## Stored rows
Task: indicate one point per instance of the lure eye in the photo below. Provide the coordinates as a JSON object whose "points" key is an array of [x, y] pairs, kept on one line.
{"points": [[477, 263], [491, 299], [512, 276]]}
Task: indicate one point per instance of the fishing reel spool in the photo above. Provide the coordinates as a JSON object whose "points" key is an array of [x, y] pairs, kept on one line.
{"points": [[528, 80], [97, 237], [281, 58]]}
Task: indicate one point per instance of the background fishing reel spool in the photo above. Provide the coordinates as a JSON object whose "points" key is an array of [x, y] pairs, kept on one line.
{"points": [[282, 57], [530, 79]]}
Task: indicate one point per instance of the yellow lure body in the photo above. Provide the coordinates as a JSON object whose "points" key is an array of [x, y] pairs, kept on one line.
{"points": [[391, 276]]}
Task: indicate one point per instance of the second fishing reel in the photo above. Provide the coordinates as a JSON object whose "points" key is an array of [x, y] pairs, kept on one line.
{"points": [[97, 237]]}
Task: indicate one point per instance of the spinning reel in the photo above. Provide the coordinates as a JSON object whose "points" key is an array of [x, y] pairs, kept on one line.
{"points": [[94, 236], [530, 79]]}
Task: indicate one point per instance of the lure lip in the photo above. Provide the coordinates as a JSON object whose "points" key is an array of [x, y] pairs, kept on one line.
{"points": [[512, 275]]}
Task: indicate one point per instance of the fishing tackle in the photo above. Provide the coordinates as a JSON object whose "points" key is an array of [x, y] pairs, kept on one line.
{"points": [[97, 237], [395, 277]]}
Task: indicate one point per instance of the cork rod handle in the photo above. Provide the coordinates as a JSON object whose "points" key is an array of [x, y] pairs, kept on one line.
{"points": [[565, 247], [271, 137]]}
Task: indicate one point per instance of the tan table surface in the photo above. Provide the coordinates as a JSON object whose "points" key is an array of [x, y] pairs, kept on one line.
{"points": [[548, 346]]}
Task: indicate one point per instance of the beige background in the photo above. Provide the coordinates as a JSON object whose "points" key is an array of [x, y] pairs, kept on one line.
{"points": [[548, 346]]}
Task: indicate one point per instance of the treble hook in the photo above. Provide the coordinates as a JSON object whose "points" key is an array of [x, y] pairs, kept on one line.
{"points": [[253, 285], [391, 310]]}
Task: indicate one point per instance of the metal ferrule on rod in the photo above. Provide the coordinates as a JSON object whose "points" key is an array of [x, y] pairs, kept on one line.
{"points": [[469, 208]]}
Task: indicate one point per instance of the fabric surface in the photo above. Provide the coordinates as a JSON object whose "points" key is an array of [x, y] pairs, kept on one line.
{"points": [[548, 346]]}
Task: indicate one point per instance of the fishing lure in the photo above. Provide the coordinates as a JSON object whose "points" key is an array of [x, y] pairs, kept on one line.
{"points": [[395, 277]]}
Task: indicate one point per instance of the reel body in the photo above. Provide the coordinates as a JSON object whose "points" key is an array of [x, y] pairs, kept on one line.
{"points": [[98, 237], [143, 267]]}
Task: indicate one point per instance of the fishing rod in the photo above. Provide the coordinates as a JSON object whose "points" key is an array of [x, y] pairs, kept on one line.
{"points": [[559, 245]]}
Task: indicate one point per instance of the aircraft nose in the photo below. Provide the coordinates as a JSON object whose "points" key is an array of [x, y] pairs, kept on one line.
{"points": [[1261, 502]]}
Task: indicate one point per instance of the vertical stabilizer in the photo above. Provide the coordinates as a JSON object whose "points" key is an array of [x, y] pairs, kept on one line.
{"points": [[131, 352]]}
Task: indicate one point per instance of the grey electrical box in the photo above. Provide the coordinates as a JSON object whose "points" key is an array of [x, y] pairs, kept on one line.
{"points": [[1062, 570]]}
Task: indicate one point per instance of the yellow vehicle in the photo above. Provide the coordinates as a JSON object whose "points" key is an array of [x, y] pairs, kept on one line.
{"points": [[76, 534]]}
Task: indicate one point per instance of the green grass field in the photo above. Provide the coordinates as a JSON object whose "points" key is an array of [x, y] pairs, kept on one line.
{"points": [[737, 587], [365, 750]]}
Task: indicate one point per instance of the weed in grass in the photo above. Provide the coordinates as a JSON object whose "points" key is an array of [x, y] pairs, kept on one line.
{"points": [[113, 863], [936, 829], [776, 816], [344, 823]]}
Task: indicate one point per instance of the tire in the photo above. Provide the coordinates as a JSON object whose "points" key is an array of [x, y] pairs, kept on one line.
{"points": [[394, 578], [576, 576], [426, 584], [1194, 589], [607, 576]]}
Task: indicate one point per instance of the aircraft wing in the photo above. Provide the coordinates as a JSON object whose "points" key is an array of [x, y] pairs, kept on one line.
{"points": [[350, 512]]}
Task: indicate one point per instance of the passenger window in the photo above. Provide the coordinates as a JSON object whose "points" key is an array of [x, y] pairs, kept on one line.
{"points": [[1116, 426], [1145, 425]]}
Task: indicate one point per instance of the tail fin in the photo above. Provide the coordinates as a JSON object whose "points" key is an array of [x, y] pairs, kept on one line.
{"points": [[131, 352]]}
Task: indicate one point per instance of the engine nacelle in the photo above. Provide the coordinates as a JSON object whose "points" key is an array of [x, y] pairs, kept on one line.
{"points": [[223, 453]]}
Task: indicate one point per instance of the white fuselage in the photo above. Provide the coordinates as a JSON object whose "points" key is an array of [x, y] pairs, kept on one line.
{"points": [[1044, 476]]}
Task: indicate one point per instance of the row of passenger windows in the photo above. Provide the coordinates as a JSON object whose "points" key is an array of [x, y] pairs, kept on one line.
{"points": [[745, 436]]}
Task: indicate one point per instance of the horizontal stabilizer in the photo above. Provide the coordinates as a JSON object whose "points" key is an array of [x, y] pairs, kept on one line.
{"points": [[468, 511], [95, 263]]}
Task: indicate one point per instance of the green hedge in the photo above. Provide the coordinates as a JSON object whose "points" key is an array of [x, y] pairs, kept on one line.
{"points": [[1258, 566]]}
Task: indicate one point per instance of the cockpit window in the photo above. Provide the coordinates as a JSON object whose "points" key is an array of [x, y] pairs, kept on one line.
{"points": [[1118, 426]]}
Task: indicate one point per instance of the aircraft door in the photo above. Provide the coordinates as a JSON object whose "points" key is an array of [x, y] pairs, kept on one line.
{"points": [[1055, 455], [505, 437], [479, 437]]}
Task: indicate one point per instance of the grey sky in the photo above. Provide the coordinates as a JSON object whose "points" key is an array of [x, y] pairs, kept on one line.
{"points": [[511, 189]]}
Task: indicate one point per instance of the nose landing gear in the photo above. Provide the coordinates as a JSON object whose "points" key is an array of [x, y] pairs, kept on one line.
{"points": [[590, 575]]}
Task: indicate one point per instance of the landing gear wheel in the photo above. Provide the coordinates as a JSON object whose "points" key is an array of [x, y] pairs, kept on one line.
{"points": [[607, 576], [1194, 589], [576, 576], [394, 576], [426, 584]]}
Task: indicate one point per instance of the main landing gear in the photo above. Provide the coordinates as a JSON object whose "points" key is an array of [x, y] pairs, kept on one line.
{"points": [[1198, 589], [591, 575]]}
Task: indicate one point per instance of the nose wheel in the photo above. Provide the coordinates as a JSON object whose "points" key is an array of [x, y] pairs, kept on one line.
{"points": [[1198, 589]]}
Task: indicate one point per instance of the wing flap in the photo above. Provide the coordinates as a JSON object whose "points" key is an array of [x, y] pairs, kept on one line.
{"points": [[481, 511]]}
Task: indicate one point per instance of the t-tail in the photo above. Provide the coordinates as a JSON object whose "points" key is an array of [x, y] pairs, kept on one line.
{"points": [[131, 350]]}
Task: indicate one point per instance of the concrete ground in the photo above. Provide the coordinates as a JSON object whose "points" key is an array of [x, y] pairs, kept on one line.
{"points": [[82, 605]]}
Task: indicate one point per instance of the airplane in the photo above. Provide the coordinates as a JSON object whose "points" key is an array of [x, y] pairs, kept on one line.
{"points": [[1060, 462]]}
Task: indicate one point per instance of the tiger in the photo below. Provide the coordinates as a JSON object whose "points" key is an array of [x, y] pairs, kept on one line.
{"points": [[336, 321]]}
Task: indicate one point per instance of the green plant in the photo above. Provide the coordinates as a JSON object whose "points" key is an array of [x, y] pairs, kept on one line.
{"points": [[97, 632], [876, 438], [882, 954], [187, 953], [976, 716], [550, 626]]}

## Requirement
Repeat exactly, and only, the lines of the records above, starting with the line that contains "Task: indicate one point per instance of the concrete" and ending with the final line, both included.

## Solved problem
Task: indicate one point per instance of the concrete ground in the photo above. Provide the coordinates as a JSON object whose "points" key is an array of [x, y] pairs, kept on one line.
{"points": [[82, 605]]}
Task: indicate one point per instance of the airplane in the photo above. Provide the coordinates as a JSON object whose "points" key is an array of [x, y] pairs, kept on one line.
{"points": [[1060, 462]]}
Task: indicate one point per instance of the tiger in the photo below. Provide the coordinates as a JSON object whose "points" key is an array of [x, y] pairs, kept on one line.
{"points": [[336, 321]]}
Task: indicate one point per instance of the green plant in the photo above. Provide the coordinates as a JSON object whose "points" key is an array of [x, y] pairs, kept on one line.
{"points": [[97, 632], [876, 438], [882, 954], [187, 953], [976, 716], [550, 626]]}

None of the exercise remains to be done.